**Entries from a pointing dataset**
=-=-=-=-=

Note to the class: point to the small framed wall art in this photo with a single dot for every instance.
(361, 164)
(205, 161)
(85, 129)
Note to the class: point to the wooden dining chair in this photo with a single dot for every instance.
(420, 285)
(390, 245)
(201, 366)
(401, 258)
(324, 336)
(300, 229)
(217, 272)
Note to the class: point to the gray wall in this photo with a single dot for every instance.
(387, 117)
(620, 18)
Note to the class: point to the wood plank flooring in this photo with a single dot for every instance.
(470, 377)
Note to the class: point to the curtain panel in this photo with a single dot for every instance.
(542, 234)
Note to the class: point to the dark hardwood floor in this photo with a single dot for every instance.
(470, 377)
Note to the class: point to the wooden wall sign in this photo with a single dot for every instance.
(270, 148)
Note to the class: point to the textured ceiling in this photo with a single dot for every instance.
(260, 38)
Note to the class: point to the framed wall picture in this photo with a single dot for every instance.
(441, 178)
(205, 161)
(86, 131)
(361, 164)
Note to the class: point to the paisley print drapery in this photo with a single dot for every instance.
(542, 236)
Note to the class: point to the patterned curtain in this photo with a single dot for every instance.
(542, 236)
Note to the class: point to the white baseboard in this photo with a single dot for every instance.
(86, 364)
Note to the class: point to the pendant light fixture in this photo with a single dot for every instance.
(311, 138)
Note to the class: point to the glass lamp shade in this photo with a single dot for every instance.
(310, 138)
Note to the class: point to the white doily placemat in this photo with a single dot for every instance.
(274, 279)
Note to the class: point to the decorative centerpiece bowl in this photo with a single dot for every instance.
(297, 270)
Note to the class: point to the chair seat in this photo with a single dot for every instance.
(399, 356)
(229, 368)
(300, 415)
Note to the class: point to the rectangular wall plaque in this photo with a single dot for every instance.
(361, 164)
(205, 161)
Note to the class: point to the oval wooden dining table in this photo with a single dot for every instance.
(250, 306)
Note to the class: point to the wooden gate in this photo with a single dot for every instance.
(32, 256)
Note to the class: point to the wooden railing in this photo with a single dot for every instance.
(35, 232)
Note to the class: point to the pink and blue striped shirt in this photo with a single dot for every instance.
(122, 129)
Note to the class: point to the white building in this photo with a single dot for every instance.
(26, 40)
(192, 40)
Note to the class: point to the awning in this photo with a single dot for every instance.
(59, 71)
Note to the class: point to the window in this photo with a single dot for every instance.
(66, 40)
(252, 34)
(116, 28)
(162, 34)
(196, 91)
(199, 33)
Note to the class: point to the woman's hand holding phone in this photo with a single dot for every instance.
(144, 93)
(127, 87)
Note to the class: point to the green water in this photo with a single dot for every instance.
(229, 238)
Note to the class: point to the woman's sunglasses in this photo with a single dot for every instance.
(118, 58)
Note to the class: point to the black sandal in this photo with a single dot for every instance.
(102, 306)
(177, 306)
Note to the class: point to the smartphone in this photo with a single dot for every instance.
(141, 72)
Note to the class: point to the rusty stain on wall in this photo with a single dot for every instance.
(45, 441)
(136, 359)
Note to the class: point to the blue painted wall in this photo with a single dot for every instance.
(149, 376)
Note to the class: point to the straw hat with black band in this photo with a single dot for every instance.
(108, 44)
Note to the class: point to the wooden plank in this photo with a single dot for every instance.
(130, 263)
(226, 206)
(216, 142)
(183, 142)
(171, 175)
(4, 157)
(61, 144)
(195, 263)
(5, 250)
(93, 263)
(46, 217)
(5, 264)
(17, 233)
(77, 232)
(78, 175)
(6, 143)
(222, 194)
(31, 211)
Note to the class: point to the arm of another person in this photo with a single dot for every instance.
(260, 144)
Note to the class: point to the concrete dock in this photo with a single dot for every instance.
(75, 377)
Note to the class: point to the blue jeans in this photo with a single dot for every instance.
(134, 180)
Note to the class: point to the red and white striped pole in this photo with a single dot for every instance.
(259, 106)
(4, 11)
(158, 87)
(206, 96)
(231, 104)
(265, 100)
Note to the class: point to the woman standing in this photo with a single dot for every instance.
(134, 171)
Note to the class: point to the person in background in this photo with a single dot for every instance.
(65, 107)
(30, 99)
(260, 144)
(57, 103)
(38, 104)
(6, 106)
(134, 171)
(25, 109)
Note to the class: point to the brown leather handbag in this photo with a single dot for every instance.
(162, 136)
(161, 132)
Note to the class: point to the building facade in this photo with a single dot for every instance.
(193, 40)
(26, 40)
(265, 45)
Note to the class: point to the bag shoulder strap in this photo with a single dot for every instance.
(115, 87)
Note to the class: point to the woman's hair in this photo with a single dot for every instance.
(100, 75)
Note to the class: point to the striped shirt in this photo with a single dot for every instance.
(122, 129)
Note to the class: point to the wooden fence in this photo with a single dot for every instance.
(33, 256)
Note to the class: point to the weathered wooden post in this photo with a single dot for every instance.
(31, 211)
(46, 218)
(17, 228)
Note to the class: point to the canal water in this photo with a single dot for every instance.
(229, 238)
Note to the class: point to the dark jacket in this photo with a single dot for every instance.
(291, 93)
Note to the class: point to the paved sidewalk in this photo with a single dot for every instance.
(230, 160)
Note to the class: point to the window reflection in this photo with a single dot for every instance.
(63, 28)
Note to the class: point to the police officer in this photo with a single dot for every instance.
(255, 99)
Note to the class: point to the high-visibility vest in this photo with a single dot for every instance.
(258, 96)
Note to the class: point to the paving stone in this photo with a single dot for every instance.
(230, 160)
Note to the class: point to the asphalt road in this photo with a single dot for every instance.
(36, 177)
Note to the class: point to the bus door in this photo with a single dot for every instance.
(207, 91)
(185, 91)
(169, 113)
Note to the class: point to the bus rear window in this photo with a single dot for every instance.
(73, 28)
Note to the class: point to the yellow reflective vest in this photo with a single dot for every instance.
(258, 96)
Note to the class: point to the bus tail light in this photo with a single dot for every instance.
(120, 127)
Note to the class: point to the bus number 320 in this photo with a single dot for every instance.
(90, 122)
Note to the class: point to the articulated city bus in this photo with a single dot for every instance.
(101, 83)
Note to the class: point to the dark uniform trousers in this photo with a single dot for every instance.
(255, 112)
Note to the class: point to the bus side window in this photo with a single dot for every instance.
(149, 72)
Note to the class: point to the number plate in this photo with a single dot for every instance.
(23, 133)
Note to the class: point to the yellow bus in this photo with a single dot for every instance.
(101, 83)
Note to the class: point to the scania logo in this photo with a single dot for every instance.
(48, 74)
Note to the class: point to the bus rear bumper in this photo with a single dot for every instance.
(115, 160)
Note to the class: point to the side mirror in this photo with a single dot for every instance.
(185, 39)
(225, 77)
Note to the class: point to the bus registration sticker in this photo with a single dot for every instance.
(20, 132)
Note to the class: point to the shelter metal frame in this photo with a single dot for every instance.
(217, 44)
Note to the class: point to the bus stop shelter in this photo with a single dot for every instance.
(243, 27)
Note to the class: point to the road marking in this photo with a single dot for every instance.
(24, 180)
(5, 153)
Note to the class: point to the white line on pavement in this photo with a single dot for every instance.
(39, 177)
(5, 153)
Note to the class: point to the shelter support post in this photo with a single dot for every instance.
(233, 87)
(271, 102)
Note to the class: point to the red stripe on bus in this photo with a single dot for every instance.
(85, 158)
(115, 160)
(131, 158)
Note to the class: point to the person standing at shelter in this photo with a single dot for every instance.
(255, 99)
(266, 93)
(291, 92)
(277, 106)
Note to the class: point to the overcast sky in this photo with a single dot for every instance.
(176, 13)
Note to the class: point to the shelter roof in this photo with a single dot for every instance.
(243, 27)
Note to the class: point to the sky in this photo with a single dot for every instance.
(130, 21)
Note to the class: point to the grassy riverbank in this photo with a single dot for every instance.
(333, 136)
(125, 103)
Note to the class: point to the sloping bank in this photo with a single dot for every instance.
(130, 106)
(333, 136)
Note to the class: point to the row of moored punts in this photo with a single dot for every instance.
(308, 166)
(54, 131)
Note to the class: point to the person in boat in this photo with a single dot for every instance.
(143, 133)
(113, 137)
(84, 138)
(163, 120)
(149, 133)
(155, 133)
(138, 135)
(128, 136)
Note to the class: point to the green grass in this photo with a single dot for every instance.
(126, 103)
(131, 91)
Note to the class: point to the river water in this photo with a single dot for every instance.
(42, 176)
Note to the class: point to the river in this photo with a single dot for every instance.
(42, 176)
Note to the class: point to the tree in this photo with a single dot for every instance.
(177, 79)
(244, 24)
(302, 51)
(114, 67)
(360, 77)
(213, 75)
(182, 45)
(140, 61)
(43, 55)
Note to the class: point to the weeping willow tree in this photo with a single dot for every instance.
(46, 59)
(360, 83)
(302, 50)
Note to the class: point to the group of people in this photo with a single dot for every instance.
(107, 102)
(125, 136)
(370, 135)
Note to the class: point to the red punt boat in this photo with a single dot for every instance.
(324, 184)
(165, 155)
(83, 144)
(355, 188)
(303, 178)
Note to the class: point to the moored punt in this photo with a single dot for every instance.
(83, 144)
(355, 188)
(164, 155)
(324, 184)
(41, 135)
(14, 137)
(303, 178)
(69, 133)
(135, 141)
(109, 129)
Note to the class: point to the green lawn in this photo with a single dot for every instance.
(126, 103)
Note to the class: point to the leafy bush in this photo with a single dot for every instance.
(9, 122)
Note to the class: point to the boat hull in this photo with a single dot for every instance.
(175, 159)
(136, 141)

=-=-=-=-=

**WORK REQUIRED**
For this exercise, please retype exactly the lines in the listing from the line with "Note to the class: point to the red punt" through its last line, both ends included.

**RESULT OF THIS TASK**
Note to the class: point to the red punt boat in this photo with a single dot for every instance.
(324, 184)
(165, 155)
(83, 144)
(355, 188)
(303, 178)
Note to the class: point to the moored punt in this photo with a single dot for every instance.
(83, 144)
(355, 188)
(164, 155)
(324, 184)
(41, 135)
(14, 137)
(303, 178)
(69, 133)
(135, 141)
(109, 129)
Note to the class: point to the green lawn in this photo with a single dot for every instance.
(126, 103)
Note to the class: point to the leafy bush in this photo with a single dot for every instance.
(9, 122)
Note to the class: point to the boat hull in this photo with a single dot for every instance.
(175, 159)
(136, 141)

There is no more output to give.